[Short exercise a] In two sentences, summarize the forum thread that follows about the North Bay shoot.

# What weekend is the running bear in North Bay?



## CLASSICHUNTER (May 20, 2005)

*when*

running bear aug 7 and 8th on site camping primitive.. toilets no showeres lake near by... great food and great shoot great people...


----------



## trapper1 (Nov 9, 2004)

I'll second that:thumbs_up
see ya there Ted


----------



## mike106 (Mar 12, 2007)

*north bay shoot*

one of the best shoots around can't wait :darkbeer:


----------



## btmckay (Dec 7, 2003)

There is a campsite that's less than 5 mins away. Its less than $20 a nite for a tent site, I do believe. My wife and I have stayed there the last 2 yrs. Its nice and clean and has showers:thumbs_up In the past if you didn't get to the shoot early on friday camping was full, so we decided to stay at the campgrounds I do believe the name is Dreany Haven(if it isn't its Dreamy Haven:wink
Brian


----------



## HyperFlow (Jul 25, 2009)

Last year there was a bunch of campers and tents on site. Not sure how much it was or what not but there was a bunch of ppl camping on site.

[Input for this task]
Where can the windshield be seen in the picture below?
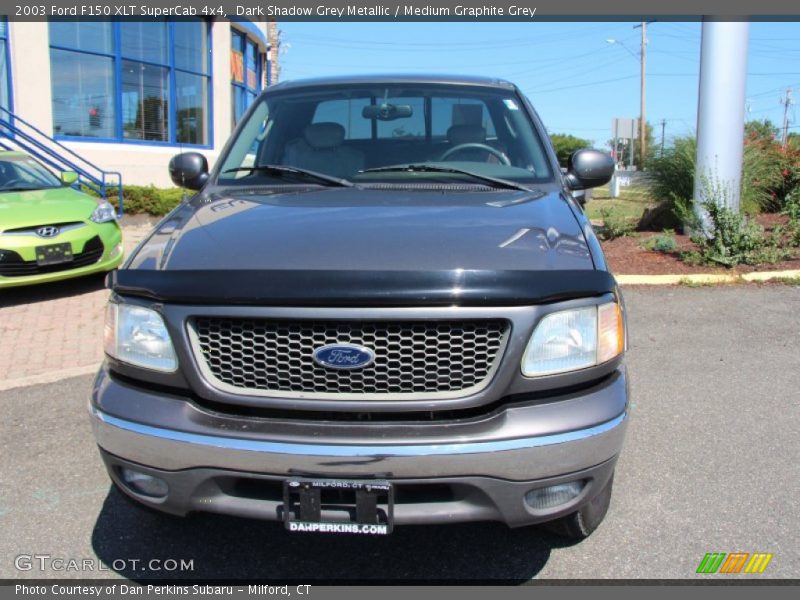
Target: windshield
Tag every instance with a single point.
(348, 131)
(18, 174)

---

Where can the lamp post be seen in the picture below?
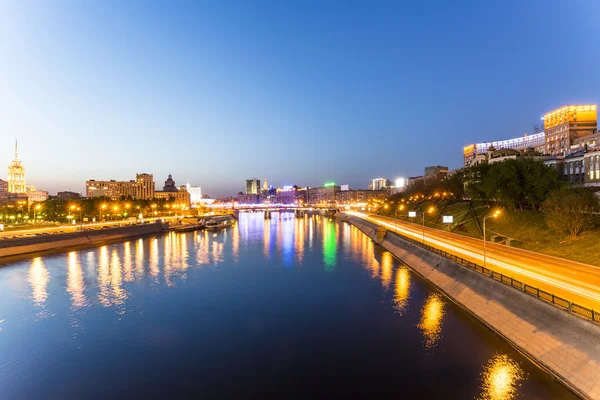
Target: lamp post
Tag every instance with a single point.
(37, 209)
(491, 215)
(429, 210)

[Short exercise b] Extract each line of the records that contains the string "lamp".

[Finished answer a] The Running Bear shoot is on August 7 and 8, with primitive on-site camping, toilets but no showers, and a lake nearby. Posters praise the food, shooting and people, and one recommends a clean campground with showers less than five minutes away, where a tent site is under $20 a night.

[Finished answer b]
Where can the lamp post be seen in the picture below?
Target: lamp post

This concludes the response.